### YOUR OBJECTIVE
Below are entries; output exactly the lines from the one with "silhouette and report the pixel coordinates." to the one with "sky and report the pixel coordinates.", both included, and nothing else.

+++ MATERIAL TO PROCESS

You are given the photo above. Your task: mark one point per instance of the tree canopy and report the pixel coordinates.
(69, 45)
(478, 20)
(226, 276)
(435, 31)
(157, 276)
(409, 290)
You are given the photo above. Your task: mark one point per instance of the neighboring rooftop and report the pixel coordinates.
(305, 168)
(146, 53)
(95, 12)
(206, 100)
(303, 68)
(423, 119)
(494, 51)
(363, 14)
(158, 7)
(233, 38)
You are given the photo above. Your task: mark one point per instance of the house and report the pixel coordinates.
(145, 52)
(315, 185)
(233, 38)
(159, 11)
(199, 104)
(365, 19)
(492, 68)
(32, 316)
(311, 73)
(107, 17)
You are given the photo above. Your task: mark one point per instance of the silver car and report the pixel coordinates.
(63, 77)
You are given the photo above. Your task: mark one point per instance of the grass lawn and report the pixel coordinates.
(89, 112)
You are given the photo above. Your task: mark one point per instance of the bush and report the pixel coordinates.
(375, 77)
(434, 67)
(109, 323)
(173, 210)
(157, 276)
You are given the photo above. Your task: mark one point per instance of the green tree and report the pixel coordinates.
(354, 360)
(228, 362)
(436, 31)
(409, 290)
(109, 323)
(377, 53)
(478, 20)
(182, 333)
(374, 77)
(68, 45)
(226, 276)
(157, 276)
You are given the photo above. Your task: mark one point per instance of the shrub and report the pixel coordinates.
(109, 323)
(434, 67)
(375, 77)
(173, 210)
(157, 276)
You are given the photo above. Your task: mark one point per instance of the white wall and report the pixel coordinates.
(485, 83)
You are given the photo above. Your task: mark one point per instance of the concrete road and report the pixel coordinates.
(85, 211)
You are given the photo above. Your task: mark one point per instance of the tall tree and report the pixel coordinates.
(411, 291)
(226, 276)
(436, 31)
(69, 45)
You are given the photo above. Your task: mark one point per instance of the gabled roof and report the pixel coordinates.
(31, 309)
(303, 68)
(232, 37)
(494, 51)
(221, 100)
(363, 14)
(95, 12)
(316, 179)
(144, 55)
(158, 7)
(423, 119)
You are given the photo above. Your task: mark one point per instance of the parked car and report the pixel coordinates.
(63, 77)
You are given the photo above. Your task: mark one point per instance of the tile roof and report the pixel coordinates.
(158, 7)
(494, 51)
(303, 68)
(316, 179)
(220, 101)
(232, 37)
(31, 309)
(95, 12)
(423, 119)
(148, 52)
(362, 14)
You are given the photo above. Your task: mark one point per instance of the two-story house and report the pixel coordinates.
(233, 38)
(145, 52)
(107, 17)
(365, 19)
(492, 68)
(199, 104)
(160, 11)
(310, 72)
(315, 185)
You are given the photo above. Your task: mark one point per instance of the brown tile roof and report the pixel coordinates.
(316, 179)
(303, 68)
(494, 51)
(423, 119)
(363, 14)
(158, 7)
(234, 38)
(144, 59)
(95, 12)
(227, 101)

++++++
+++ MATERIAL TO PROCESS

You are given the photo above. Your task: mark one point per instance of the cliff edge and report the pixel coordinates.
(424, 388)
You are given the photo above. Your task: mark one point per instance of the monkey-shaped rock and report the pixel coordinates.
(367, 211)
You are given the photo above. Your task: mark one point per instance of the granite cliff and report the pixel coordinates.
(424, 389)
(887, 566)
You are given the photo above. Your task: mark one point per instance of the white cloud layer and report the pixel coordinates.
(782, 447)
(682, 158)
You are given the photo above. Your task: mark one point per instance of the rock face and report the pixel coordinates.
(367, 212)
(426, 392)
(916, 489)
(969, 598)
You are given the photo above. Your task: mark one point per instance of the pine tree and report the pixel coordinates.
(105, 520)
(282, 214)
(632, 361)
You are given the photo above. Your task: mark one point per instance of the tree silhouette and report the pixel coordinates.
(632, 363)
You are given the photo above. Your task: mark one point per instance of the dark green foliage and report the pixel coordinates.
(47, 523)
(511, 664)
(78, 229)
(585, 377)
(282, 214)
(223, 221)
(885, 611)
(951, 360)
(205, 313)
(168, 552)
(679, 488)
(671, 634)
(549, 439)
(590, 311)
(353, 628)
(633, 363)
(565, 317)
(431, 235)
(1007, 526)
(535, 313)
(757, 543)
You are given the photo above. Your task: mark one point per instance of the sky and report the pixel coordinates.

++++++

### TASK OUTPUT
You are given the photo above. Your task: mark one point per instance of the tree silhouette and report the pixel coordinates.
(632, 363)
You are given the photo above. Your task: mark one point per instance of the dark green foliage and report the pixel coordinates.
(47, 523)
(511, 664)
(78, 229)
(585, 377)
(282, 214)
(223, 221)
(885, 611)
(951, 360)
(205, 313)
(168, 552)
(679, 488)
(671, 634)
(549, 439)
(590, 311)
(353, 628)
(633, 363)
(565, 317)
(431, 235)
(1007, 526)
(535, 313)
(757, 543)
You are given the photo above. Your task: mark one point per instance of the sky and report the pixel coordinates.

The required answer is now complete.